# Supplied text:
By Rebecca Goodman
The Cincinnati Enquirer
CORRYVILLE - Michael Rowland - one of the Midwest's premier jockeys with 3,998 wins - died quietly in his wife's arms at 12:29 a.m. Monday at University Hospital.
"We were asleep in each other's arms and he just stopped breathing and went to sleep," said his wife, Tammy.
Jockey Michael Rowland (shown in a Sept. race) died Monday after he was injured last week in a three-horse spill at Turfway Park.
Their 15-year-old daughter, Farren,was at their side.
Mr. Rowland, who was 41, had been trampled during the seventh race Wednesday at Turfway Park.
He went down when his horse, World Trade, broke its leg. Mr. Rowland suffered a fractured skull and brain damage after two other horses - unable to avoid him - stepped on his head.
Born Sept. 12, 1962, in Saratoga Springs, N.Y., Mr. Rowland won his first race in 1979 on Tam's Princess at Delta Downs in Louisiana. He was the leading rider at Thistledown near Cleveland, where he was based, seven times.
Fewer than 45 jockeys have achieved 4,000 wins since records have been kept, according to Robert N. Elliston, president of Turfway Park.
"If he had any regrets whatsoever it would be that he didn't get to win his 4,000th race,'' said Mr. Rowland's agent, Jamie Fowler of Florence. "Mike was a one-of-a-kind person. If you sat down and tried to design a person who was a great dad, great friend and great jockey, you'd get Michael Rowland. Any kid growing up - if they aspired to be like Mike Rowland - would have accomplished something."

# Problem description:
In the article about Michael Rowland:
(a) How many wins did he have?
(b) Which horse broke its leg in the race where he was trampled?
(c) At which track did he win his first race?
Use only the article about Michael Rowland to answer.

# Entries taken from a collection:
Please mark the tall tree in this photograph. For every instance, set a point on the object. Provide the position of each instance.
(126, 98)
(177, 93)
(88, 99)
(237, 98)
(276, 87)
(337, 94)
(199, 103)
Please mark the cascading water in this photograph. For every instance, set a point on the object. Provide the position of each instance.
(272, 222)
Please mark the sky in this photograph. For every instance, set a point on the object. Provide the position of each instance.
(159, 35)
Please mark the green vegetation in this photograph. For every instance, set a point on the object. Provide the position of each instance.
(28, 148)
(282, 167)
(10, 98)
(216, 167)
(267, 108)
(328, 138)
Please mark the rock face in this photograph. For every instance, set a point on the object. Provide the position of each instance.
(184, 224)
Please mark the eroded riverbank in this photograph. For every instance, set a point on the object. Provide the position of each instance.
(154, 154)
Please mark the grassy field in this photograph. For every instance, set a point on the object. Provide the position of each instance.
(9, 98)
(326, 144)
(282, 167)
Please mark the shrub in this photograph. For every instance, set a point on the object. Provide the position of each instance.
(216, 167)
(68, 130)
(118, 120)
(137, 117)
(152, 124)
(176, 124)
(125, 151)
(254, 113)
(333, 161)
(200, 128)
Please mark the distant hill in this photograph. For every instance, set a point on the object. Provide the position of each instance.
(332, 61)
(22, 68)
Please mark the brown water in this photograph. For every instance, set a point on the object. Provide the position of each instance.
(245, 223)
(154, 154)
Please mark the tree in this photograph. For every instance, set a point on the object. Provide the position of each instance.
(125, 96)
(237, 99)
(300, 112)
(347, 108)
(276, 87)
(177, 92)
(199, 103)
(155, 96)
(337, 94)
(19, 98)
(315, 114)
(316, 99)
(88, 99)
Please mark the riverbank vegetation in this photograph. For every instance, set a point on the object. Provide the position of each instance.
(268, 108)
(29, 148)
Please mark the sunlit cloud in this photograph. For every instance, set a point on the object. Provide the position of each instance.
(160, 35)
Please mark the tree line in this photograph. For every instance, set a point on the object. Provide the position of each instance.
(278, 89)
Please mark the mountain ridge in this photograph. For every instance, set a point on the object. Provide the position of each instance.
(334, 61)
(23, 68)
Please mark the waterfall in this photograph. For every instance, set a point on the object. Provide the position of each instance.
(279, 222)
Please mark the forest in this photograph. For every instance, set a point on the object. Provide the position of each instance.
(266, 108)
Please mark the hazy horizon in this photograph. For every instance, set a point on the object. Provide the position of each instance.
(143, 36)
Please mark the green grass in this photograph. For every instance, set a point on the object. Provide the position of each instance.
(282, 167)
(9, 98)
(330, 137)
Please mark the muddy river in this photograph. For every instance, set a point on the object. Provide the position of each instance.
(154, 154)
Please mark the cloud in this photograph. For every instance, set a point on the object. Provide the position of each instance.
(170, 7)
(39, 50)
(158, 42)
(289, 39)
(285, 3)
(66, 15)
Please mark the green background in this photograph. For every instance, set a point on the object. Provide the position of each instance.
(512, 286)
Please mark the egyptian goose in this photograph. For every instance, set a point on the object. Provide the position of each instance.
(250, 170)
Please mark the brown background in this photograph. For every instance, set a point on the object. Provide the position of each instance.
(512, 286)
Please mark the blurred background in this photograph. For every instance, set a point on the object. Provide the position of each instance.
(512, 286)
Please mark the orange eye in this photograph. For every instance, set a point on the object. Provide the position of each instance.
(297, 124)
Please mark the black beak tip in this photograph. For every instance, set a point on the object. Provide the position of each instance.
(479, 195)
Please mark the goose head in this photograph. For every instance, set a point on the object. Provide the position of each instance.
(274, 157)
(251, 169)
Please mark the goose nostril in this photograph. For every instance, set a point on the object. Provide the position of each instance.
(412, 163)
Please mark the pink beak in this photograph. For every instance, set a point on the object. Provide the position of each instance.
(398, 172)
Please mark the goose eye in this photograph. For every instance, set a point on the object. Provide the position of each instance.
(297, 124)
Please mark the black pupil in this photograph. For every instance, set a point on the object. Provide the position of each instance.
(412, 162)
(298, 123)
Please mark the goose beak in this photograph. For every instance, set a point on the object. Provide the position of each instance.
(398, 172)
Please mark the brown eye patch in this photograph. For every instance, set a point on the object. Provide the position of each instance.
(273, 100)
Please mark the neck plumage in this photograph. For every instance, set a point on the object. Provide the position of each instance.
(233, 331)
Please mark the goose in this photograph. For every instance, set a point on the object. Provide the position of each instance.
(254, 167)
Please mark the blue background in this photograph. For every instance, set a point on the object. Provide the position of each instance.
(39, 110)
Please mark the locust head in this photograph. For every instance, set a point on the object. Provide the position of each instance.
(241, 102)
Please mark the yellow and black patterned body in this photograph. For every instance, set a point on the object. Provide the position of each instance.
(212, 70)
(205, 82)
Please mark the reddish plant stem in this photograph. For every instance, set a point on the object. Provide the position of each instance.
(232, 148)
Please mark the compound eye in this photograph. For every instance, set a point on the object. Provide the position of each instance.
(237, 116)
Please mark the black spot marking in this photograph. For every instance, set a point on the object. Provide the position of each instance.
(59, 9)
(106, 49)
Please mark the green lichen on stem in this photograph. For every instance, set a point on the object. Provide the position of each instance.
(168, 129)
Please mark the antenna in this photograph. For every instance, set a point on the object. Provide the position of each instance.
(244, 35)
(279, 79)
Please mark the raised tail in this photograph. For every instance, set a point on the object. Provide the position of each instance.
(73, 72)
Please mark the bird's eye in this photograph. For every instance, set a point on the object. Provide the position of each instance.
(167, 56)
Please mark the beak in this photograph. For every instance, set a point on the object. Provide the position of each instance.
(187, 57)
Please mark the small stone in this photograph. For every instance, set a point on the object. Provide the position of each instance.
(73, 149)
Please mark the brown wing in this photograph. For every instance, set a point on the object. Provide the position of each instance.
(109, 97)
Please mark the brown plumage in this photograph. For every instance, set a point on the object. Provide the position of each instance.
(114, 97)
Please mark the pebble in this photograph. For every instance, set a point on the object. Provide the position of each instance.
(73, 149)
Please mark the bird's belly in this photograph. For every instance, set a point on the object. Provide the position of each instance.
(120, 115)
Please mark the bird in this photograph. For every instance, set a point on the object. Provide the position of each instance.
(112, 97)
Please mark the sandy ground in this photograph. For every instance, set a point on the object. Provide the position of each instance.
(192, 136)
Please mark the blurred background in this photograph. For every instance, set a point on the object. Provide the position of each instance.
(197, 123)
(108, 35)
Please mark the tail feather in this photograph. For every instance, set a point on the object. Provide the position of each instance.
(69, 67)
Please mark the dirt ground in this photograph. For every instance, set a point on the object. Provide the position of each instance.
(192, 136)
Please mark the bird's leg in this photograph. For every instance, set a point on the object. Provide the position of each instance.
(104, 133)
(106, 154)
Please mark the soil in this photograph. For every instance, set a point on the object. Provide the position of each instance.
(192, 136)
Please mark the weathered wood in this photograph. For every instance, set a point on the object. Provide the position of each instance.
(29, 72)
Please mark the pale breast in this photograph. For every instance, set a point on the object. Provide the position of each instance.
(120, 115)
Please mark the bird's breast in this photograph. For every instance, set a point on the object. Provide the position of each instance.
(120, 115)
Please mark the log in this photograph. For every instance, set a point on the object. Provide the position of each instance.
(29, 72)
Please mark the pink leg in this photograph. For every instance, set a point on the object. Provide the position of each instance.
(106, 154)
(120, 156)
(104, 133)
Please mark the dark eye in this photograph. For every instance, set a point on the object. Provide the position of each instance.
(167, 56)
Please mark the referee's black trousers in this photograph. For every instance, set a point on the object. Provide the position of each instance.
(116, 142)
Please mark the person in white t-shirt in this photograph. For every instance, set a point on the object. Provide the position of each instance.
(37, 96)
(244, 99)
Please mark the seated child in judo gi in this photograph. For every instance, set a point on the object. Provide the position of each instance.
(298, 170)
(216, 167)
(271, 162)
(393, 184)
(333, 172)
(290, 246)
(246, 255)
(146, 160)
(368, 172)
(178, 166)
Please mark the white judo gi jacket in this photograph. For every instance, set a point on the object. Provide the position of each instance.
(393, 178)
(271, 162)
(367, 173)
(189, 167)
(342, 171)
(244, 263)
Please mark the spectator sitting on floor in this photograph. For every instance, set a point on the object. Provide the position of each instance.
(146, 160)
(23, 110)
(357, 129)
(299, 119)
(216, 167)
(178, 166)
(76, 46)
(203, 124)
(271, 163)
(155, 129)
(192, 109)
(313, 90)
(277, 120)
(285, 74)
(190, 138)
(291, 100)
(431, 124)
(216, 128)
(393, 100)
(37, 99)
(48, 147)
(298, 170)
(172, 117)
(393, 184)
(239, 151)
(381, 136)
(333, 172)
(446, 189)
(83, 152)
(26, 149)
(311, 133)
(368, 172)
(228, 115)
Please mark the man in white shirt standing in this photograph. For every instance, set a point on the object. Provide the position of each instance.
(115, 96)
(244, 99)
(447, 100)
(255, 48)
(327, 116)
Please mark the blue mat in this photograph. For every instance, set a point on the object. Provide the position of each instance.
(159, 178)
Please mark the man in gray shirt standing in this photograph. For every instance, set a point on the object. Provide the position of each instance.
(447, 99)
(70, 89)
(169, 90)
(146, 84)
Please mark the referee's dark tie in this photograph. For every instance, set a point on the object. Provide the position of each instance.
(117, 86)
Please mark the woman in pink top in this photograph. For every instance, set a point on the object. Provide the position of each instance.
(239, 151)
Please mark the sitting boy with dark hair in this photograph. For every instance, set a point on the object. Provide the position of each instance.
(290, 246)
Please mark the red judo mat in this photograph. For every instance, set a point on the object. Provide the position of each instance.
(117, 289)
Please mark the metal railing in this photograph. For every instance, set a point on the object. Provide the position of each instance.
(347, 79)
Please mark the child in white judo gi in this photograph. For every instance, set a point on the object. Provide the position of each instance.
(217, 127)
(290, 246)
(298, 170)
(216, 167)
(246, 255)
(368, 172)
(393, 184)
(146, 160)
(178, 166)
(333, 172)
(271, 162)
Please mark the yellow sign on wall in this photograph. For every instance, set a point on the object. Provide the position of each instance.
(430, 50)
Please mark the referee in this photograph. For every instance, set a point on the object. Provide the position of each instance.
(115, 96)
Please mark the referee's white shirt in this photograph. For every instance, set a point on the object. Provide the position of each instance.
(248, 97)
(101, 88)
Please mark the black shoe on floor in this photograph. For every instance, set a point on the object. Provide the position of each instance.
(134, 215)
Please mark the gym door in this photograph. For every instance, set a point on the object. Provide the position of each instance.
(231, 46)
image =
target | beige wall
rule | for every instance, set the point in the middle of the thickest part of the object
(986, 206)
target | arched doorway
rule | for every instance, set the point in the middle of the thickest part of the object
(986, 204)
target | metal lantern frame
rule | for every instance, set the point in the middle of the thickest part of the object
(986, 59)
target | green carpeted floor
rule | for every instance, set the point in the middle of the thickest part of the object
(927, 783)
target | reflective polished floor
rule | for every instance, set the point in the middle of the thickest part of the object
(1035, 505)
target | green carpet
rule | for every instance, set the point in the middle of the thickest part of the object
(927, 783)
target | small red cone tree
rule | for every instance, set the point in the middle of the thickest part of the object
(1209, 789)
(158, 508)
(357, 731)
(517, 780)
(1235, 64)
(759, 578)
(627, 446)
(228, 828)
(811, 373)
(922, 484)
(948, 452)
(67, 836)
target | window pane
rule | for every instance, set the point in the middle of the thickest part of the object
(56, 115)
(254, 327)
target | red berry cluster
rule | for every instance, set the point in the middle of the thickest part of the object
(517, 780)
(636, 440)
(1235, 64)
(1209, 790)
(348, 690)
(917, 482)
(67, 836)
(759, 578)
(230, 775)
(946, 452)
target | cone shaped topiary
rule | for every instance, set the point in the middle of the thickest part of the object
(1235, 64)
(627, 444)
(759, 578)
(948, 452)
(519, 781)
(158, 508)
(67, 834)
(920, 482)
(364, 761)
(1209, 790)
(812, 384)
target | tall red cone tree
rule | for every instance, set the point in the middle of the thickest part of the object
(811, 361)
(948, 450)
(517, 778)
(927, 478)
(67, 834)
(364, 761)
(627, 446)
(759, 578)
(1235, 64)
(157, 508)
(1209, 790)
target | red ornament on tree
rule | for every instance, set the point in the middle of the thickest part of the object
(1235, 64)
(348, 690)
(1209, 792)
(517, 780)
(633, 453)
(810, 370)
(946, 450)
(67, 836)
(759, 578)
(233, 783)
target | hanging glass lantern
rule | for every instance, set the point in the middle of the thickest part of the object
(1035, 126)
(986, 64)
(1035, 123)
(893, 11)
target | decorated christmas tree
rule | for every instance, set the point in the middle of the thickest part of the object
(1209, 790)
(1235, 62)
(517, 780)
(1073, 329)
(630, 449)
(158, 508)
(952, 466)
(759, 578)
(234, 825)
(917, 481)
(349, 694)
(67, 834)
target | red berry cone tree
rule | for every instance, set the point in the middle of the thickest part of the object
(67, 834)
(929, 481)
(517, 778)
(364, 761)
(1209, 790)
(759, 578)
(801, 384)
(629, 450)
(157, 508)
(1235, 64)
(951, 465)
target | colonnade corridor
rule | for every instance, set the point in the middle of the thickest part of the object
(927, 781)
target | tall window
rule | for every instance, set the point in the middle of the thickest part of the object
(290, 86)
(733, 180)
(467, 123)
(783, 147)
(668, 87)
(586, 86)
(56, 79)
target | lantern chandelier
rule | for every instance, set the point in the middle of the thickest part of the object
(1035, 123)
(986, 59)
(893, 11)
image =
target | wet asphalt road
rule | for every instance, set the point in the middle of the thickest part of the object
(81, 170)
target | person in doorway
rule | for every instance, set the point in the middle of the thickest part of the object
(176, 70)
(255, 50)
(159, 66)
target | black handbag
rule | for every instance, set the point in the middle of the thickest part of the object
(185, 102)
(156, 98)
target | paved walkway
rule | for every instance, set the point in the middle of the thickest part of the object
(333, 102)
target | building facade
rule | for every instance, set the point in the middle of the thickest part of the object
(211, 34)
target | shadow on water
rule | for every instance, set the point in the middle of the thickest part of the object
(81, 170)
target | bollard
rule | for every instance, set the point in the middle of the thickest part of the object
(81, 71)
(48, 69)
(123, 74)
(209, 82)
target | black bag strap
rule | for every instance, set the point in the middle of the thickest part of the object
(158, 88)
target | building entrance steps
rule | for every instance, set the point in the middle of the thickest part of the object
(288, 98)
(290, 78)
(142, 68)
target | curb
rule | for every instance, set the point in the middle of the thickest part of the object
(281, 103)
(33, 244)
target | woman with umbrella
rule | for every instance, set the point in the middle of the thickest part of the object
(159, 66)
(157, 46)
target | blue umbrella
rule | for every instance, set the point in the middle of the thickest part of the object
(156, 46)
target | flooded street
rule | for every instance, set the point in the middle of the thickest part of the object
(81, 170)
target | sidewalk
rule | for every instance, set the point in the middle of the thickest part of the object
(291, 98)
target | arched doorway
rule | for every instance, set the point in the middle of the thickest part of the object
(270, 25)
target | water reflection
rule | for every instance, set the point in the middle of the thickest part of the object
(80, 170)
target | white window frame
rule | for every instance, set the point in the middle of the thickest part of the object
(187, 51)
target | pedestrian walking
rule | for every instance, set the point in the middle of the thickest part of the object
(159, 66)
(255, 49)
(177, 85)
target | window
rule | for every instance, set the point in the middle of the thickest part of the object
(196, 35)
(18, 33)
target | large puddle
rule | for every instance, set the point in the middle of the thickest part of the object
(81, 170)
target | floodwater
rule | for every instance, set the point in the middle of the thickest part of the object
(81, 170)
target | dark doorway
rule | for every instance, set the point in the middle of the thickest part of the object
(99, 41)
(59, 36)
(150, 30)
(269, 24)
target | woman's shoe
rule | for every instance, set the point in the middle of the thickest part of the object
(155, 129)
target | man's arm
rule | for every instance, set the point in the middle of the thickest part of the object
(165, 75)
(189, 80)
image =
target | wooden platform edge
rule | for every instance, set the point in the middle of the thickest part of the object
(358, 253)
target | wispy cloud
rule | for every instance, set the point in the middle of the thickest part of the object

# Solution to this problem:
(a) 3,998
(b) World Trade
(c) Delta Downs in Louisiana